Restate word for word the part of the material that runs from the line containing "Isolate any visible reflection of dress" through its final line, inclusive, minus the pictures.

#### [MATERIAL TO PROCESS]
--------------------------------

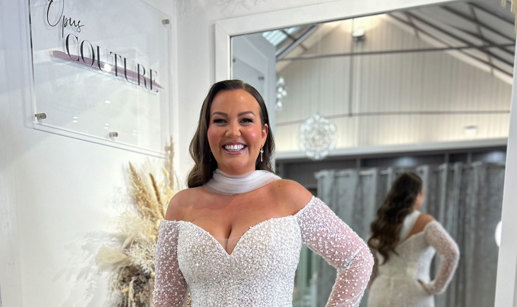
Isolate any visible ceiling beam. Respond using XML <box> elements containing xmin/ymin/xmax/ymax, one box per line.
<box><xmin>280</xmin><ymin>29</ymin><xmax>298</xmax><ymax>42</ymax></box>
<box><xmin>277</xmin><ymin>25</ymin><xmax>318</xmax><ymax>60</ymax></box>
<box><xmin>436</xmin><ymin>5</ymin><xmax>515</xmax><ymax>64</ymax></box>
<box><xmin>278</xmin><ymin>43</ymin><xmax>514</xmax><ymax>61</ymax></box>
<box><xmin>405</xmin><ymin>12</ymin><xmax>514</xmax><ymax>68</ymax></box>
<box><xmin>441</xmin><ymin>5</ymin><xmax>515</xmax><ymax>42</ymax></box>
<box><xmin>469</xmin><ymin>2</ymin><xmax>515</xmax><ymax>26</ymax></box>
<box><xmin>456</xmin><ymin>27</ymin><xmax>514</xmax><ymax>60</ymax></box>
<box><xmin>388</xmin><ymin>13</ymin><xmax>512</xmax><ymax>77</ymax></box>
<box><xmin>470</xmin><ymin>4</ymin><xmax>494</xmax><ymax>73</ymax></box>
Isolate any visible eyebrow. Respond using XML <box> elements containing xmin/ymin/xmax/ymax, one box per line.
<box><xmin>211</xmin><ymin>111</ymin><xmax>256</xmax><ymax>117</ymax></box>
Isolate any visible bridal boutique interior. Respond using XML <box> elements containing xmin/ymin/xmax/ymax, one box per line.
<box><xmin>1</xmin><ymin>0</ymin><xmax>517</xmax><ymax>306</ymax></box>
<box><xmin>232</xmin><ymin>2</ymin><xmax>512</xmax><ymax>306</ymax></box>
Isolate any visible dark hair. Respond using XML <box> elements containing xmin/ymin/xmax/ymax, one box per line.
<box><xmin>187</xmin><ymin>80</ymin><xmax>275</xmax><ymax>188</ymax></box>
<box><xmin>367</xmin><ymin>172</ymin><xmax>423</xmax><ymax>263</ymax></box>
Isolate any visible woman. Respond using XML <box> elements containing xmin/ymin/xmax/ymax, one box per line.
<box><xmin>367</xmin><ymin>172</ymin><xmax>460</xmax><ymax>307</ymax></box>
<box><xmin>153</xmin><ymin>80</ymin><xmax>374</xmax><ymax>306</ymax></box>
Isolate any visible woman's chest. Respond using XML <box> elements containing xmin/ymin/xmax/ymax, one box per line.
<box><xmin>176</xmin><ymin>217</ymin><xmax>302</xmax><ymax>282</ymax></box>
<box><xmin>183</xmin><ymin>191</ymin><xmax>293</xmax><ymax>248</ymax></box>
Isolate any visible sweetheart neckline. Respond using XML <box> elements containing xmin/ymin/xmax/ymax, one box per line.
<box><xmin>162</xmin><ymin>196</ymin><xmax>316</xmax><ymax>255</ymax></box>
<box><xmin>179</xmin><ymin>215</ymin><xmax>299</xmax><ymax>256</ymax></box>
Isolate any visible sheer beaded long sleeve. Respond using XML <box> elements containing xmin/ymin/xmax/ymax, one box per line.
<box><xmin>421</xmin><ymin>221</ymin><xmax>460</xmax><ymax>295</ymax></box>
<box><xmin>296</xmin><ymin>197</ymin><xmax>374</xmax><ymax>307</ymax></box>
<box><xmin>153</xmin><ymin>221</ymin><xmax>188</xmax><ymax>307</ymax></box>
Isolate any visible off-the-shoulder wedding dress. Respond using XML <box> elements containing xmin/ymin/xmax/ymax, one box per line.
<box><xmin>153</xmin><ymin>171</ymin><xmax>374</xmax><ymax>307</ymax></box>
<box><xmin>367</xmin><ymin>210</ymin><xmax>460</xmax><ymax>307</ymax></box>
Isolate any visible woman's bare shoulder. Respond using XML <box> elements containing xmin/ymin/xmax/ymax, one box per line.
<box><xmin>418</xmin><ymin>213</ymin><xmax>436</xmax><ymax>224</ymax></box>
<box><xmin>413</xmin><ymin>213</ymin><xmax>436</xmax><ymax>232</ymax></box>
<box><xmin>269</xmin><ymin>179</ymin><xmax>313</xmax><ymax>214</ymax></box>
<box><xmin>165</xmin><ymin>187</ymin><xmax>204</xmax><ymax>221</ymax></box>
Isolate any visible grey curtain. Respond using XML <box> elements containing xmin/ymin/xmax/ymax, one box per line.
<box><xmin>293</xmin><ymin>162</ymin><xmax>504</xmax><ymax>307</ymax></box>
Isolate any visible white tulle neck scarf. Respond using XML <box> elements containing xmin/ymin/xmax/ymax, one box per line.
<box><xmin>204</xmin><ymin>169</ymin><xmax>281</xmax><ymax>195</ymax></box>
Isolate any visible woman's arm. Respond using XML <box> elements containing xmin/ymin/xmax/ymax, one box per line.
<box><xmin>420</xmin><ymin>221</ymin><xmax>460</xmax><ymax>295</ymax></box>
<box><xmin>153</xmin><ymin>221</ymin><xmax>188</xmax><ymax>307</ymax></box>
<box><xmin>367</xmin><ymin>247</ymin><xmax>379</xmax><ymax>288</ymax></box>
<box><xmin>296</xmin><ymin>197</ymin><xmax>374</xmax><ymax>307</ymax></box>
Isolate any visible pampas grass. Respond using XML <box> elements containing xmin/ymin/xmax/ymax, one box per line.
<box><xmin>98</xmin><ymin>139</ymin><xmax>176</xmax><ymax>307</ymax></box>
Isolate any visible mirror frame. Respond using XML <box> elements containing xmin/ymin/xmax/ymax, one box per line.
<box><xmin>214</xmin><ymin>0</ymin><xmax>517</xmax><ymax>306</ymax></box>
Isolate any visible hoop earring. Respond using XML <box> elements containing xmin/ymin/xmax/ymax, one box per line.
<box><xmin>260</xmin><ymin>147</ymin><xmax>264</xmax><ymax>163</ymax></box>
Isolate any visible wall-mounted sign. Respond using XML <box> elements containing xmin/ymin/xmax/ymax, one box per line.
<box><xmin>29</xmin><ymin>0</ymin><xmax>171</xmax><ymax>155</ymax></box>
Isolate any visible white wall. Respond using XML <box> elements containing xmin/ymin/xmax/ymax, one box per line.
<box><xmin>275</xmin><ymin>15</ymin><xmax>511</xmax><ymax>151</ymax></box>
<box><xmin>174</xmin><ymin>1</ymin><xmax>211</xmax><ymax>183</ymax></box>
<box><xmin>0</xmin><ymin>0</ymin><xmax>177</xmax><ymax>306</ymax></box>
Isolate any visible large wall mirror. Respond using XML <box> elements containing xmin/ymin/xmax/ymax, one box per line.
<box><xmin>220</xmin><ymin>1</ymin><xmax>514</xmax><ymax>306</ymax></box>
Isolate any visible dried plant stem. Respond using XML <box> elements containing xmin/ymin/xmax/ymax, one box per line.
<box><xmin>150</xmin><ymin>173</ymin><xmax>161</xmax><ymax>204</ymax></box>
<box><xmin>99</xmin><ymin>140</ymin><xmax>176</xmax><ymax>306</ymax></box>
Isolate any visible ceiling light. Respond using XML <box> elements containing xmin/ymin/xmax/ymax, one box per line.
<box><xmin>352</xmin><ymin>28</ymin><xmax>365</xmax><ymax>41</ymax></box>
<box><xmin>464</xmin><ymin>125</ymin><xmax>477</xmax><ymax>138</ymax></box>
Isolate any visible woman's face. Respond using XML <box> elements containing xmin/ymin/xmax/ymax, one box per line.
<box><xmin>207</xmin><ymin>89</ymin><xmax>268</xmax><ymax>175</ymax></box>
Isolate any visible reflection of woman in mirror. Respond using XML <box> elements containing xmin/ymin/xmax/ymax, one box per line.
<box><xmin>153</xmin><ymin>80</ymin><xmax>374</xmax><ymax>306</ymax></box>
<box><xmin>367</xmin><ymin>172</ymin><xmax>460</xmax><ymax>307</ymax></box>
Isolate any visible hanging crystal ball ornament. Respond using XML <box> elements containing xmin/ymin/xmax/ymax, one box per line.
<box><xmin>299</xmin><ymin>113</ymin><xmax>336</xmax><ymax>160</ymax></box>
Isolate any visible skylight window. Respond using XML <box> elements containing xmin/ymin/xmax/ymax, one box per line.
<box><xmin>262</xmin><ymin>26</ymin><xmax>303</xmax><ymax>47</ymax></box>
<box><xmin>262</xmin><ymin>30</ymin><xmax>287</xmax><ymax>46</ymax></box>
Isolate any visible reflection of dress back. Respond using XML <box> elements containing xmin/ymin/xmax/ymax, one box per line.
<box><xmin>377</xmin><ymin>211</ymin><xmax>436</xmax><ymax>281</ymax></box>
<box><xmin>368</xmin><ymin>211</ymin><xmax>437</xmax><ymax>307</ymax></box>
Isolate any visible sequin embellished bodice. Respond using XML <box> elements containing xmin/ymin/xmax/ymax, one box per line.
<box><xmin>154</xmin><ymin>197</ymin><xmax>374</xmax><ymax>307</ymax></box>
<box><xmin>178</xmin><ymin>217</ymin><xmax>301</xmax><ymax>306</ymax></box>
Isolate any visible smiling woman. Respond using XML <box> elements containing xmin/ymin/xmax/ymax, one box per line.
<box><xmin>207</xmin><ymin>89</ymin><xmax>268</xmax><ymax>175</ymax></box>
<box><xmin>152</xmin><ymin>79</ymin><xmax>375</xmax><ymax>307</ymax></box>
<box><xmin>187</xmin><ymin>80</ymin><xmax>275</xmax><ymax>187</ymax></box>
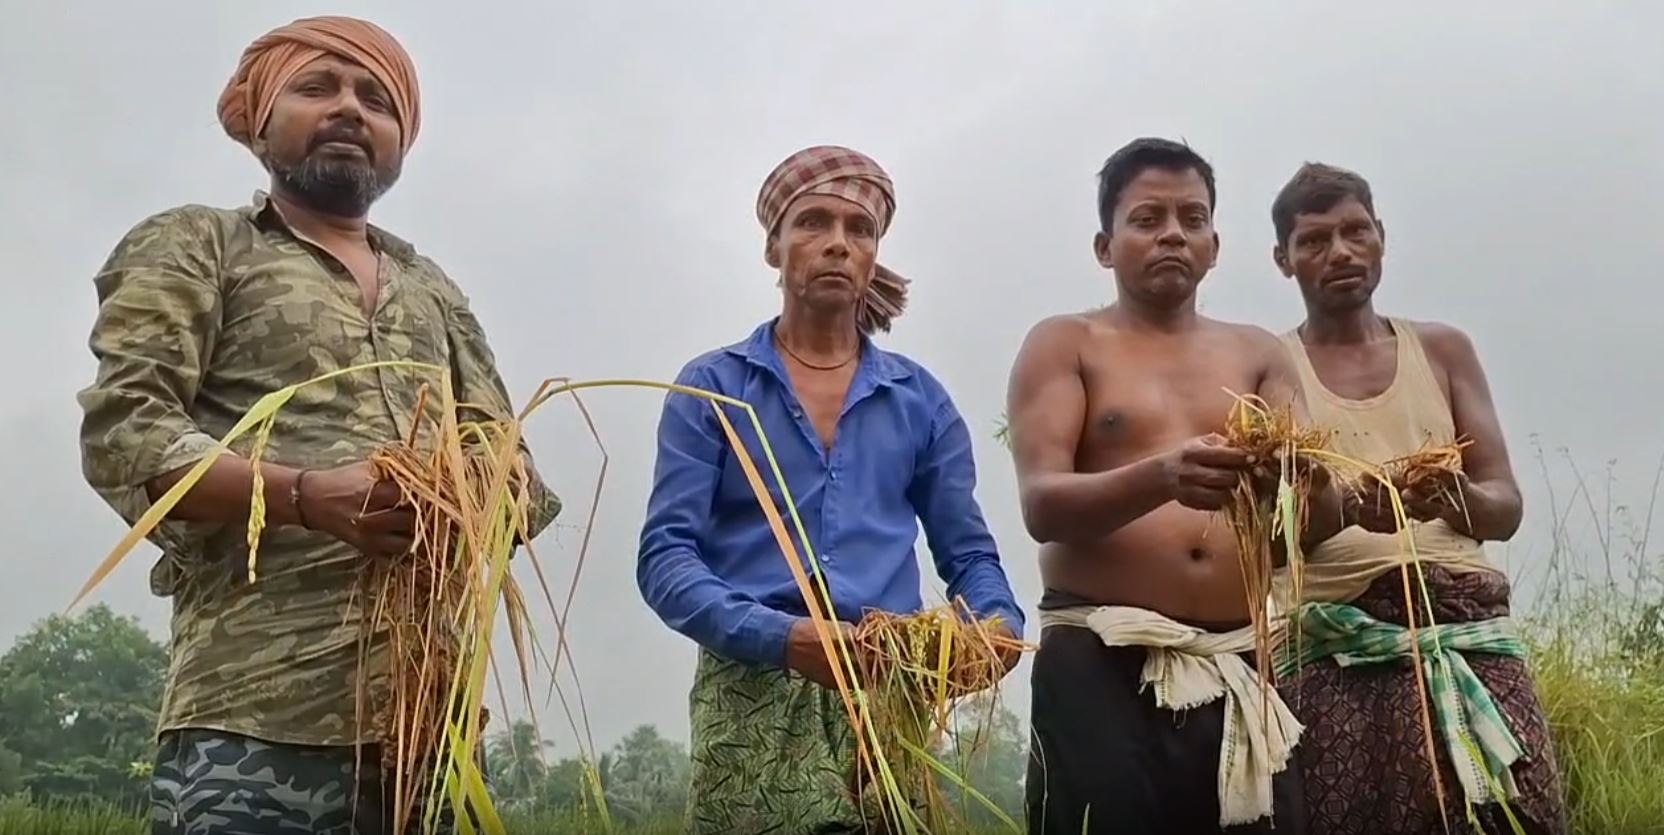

--------------------------------

#### [RESULT]
Isolate any visible reflection of dress back. Respond using XML <box> elements containing xmin/ymin/xmax/ymax, one box per line.
<box><xmin>377</xmin><ymin>211</ymin><xmax>436</xmax><ymax>281</ymax></box>
<box><xmin>368</xmin><ymin>211</ymin><xmax>437</xmax><ymax>307</ymax></box>
Isolate any visible sequin embellished bodice. Respond using XML <box> elements containing xmin/ymin/xmax/ymax, one box per line.
<box><xmin>154</xmin><ymin>197</ymin><xmax>374</xmax><ymax>307</ymax></box>
<box><xmin>178</xmin><ymin>217</ymin><xmax>301</xmax><ymax>306</ymax></box>
Isolate any visible smiling woman. Respond using XML <box> elements containing xmin/ymin/xmax/ymax, one box per line.
<box><xmin>207</xmin><ymin>89</ymin><xmax>268</xmax><ymax>175</ymax></box>
<box><xmin>152</xmin><ymin>79</ymin><xmax>375</xmax><ymax>307</ymax></box>
<box><xmin>187</xmin><ymin>80</ymin><xmax>275</xmax><ymax>187</ymax></box>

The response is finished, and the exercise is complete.